▶ GIVEN EXERCISE: In the items from the line with "Mark every instance of the front" through the end of the items, switch "front fender" to "rear fender" and write out those lines again with nothing else changed.
------------------------------------------------------------------------
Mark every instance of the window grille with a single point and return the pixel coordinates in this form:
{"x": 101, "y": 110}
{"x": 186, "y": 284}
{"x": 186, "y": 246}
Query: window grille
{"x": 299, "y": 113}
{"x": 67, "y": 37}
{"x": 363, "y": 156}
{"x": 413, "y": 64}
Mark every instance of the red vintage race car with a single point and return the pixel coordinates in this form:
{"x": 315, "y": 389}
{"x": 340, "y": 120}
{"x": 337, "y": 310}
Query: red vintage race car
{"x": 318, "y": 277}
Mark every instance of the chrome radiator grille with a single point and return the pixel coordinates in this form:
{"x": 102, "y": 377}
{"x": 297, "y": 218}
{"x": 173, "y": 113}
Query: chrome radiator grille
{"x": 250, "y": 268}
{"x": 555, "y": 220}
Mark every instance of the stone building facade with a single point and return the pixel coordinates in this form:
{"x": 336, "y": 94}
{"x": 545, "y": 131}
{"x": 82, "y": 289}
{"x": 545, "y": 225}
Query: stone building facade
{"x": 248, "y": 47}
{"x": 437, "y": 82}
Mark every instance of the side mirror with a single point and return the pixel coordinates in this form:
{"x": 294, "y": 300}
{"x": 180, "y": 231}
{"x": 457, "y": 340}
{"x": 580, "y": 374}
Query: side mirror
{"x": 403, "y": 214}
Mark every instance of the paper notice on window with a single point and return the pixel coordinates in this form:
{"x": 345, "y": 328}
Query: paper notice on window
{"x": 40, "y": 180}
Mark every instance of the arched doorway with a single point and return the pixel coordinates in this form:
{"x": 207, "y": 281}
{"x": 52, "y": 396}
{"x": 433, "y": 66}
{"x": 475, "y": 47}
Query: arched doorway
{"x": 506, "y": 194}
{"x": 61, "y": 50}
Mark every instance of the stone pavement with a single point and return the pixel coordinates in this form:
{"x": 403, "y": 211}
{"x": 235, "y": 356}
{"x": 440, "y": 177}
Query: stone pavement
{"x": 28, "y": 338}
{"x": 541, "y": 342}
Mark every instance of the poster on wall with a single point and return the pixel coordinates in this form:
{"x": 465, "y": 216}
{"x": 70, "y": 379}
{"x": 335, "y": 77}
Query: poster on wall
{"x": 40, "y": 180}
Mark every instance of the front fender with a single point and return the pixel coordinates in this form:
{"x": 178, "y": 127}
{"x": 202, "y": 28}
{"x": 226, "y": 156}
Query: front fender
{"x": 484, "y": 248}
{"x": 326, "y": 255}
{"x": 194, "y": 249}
------------------------------------------------------------------------
▶ EXERCISE OUTPUT:
Mark every instance of the rear fender with a single point and return the pixel coordinates in this form:
{"x": 178, "y": 127}
{"x": 202, "y": 28}
{"x": 226, "y": 156}
Query: rear fender
{"x": 484, "y": 248}
{"x": 326, "y": 255}
{"x": 194, "y": 249}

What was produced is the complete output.